BEGIN INPUT DATA
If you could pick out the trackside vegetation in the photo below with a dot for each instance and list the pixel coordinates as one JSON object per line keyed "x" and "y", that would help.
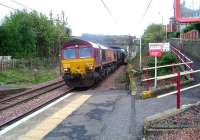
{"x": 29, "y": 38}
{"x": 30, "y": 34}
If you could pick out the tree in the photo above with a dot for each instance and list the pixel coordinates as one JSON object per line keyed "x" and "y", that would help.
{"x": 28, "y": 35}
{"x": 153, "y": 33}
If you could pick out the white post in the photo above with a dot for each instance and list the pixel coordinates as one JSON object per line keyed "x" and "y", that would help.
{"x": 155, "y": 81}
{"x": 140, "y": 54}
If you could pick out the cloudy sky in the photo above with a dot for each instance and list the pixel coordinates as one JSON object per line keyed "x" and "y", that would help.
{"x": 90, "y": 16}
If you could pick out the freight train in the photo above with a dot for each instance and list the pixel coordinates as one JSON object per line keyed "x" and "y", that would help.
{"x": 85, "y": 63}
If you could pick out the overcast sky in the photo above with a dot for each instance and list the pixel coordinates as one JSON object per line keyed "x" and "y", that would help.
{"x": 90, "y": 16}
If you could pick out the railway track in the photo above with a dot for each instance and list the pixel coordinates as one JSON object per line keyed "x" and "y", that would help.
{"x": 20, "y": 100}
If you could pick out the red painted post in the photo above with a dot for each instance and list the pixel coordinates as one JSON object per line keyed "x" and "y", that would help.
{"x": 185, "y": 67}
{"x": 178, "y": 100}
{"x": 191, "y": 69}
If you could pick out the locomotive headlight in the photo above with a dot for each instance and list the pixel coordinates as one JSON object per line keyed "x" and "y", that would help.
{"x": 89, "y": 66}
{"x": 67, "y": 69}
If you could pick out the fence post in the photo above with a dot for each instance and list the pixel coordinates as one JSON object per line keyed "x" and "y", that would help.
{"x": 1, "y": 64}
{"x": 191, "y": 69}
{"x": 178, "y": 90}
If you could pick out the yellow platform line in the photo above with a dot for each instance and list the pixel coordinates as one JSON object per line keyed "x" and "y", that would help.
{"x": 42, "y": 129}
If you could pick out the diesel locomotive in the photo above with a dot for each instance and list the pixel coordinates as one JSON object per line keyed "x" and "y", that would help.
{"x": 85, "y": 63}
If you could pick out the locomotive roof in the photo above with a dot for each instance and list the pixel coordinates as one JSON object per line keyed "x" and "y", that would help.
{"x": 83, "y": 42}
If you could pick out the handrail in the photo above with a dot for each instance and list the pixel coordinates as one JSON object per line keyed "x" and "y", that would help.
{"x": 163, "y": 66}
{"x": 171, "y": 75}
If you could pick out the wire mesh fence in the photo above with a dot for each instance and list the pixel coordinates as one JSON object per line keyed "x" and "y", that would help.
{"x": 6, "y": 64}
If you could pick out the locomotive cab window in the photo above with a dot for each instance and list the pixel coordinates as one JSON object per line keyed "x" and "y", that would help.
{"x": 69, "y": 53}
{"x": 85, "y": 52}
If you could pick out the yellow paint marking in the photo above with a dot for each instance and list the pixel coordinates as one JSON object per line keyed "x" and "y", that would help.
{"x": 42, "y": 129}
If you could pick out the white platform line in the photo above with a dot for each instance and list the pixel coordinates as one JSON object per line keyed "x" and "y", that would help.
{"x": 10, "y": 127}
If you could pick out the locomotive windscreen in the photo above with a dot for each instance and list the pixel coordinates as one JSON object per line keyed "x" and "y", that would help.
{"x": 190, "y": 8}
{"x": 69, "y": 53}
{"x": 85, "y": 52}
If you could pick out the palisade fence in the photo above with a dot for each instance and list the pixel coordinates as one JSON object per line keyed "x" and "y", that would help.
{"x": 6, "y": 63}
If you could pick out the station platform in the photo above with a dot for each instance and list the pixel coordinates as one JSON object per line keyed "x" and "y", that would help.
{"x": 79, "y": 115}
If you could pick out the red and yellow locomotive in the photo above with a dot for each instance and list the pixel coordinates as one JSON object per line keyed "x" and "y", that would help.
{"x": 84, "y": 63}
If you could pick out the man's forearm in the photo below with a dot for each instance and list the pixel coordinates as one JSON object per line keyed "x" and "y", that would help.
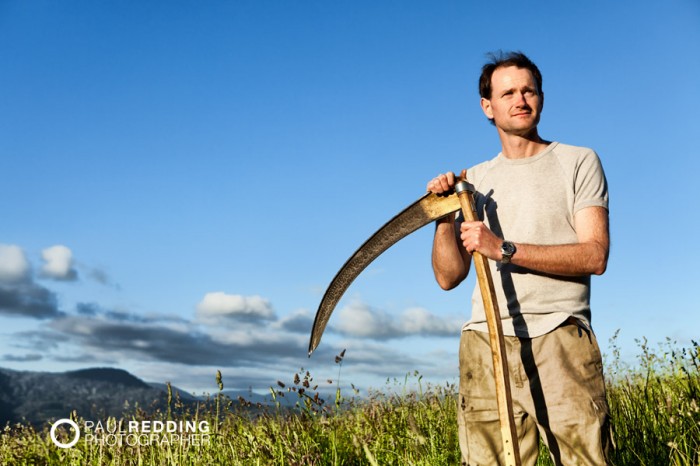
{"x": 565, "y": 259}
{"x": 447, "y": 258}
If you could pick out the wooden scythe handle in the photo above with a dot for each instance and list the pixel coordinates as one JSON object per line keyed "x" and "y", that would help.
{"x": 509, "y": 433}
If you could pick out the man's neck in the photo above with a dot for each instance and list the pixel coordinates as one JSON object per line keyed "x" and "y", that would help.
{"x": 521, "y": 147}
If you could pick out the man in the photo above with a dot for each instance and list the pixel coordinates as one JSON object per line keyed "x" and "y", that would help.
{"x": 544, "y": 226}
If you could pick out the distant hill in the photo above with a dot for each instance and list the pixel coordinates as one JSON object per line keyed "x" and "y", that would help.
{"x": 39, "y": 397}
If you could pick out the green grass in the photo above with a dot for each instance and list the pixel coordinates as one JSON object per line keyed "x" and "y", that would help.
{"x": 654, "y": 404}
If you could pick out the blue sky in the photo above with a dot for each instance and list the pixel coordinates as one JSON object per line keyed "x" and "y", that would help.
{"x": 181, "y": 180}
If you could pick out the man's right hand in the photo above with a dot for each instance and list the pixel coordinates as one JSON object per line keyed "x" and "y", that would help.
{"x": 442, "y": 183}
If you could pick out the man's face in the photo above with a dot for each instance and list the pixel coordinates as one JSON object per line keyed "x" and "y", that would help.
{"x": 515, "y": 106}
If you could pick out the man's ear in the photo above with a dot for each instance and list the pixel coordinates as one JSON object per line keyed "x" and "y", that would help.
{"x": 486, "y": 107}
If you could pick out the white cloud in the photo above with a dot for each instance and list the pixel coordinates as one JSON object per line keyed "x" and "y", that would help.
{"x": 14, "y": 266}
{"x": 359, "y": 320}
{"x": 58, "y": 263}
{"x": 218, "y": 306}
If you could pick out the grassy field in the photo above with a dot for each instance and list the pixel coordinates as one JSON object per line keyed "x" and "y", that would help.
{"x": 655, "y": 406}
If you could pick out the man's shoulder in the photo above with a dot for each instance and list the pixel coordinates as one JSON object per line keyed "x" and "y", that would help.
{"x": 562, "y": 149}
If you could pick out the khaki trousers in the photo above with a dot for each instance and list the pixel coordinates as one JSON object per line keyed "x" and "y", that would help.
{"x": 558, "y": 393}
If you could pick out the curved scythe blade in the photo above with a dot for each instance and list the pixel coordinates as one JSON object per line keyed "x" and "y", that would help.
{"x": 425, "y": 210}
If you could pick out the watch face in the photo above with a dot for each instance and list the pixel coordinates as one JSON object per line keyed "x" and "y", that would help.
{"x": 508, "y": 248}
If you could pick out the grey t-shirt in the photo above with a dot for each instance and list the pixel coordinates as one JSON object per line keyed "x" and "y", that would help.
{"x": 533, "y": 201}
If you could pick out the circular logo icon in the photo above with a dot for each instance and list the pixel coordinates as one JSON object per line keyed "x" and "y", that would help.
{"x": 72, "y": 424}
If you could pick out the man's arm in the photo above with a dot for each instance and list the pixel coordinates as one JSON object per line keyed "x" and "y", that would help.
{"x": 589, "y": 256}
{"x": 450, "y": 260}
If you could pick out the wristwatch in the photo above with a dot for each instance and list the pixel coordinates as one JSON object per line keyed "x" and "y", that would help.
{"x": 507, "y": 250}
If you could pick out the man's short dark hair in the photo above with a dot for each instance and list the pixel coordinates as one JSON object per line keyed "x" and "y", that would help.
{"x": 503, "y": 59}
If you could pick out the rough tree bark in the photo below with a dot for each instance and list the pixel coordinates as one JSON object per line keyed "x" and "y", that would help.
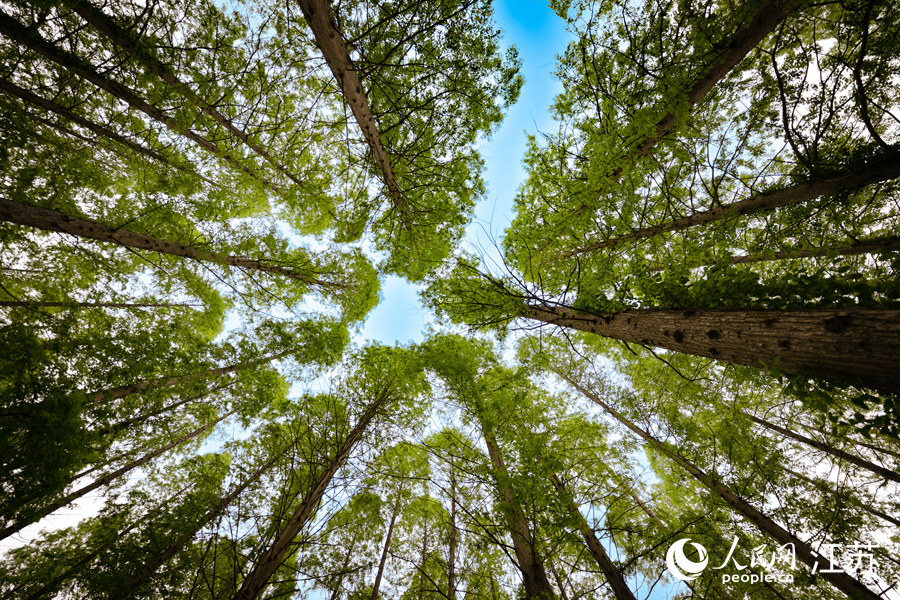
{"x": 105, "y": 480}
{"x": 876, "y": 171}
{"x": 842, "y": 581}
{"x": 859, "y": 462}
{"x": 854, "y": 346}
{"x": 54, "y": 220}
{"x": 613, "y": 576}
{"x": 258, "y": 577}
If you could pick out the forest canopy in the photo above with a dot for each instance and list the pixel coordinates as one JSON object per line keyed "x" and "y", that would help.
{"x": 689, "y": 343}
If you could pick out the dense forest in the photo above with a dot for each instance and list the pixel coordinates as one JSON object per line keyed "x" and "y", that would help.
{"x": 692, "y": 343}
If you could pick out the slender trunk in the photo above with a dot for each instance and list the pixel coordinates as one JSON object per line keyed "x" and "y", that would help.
END INPUT DATA
### [YOUR INSTRUCTIONS]
Write out only the lines from the line containing "If you could pick out the man's short" through the end of the material above, both end lines included. Pictures are not written out.

### [FULL ANSWER]
If you could pick out the man's short dark hair in the photo above with a dot for each instance and list the pixel coordinates as one JSON object per line keyed "x" and "y", that would help.
{"x": 503, "y": 59}
If you could pick out the rough tree bark in the photo below with a dot for each instance and list the pixel coordinates as one JSON object per line keyed "x" and "y", that would help.
{"x": 105, "y": 480}
{"x": 876, "y": 171}
{"x": 842, "y": 581}
{"x": 859, "y": 462}
{"x": 854, "y": 346}
{"x": 54, "y": 220}
{"x": 613, "y": 576}
{"x": 258, "y": 577}
If you could pick out the forest canopy in the photo above with a dot for each instance and list the pixel coordinates as one JSON object per line keyed "x" and "y", that would help.
{"x": 689, "y": 343}
If you could pick out the dense forest in the photo above with a dot for each instance and list the pixel coordinates as one JSON object per line keyed "x" and "y", that would help.
{"x": 692, "y": 343}
If you could pick out the slender trunk in the photo above with a dot for each instance and list the pixel coordinates as one JSON object per line keyed "x" and "y", that would help.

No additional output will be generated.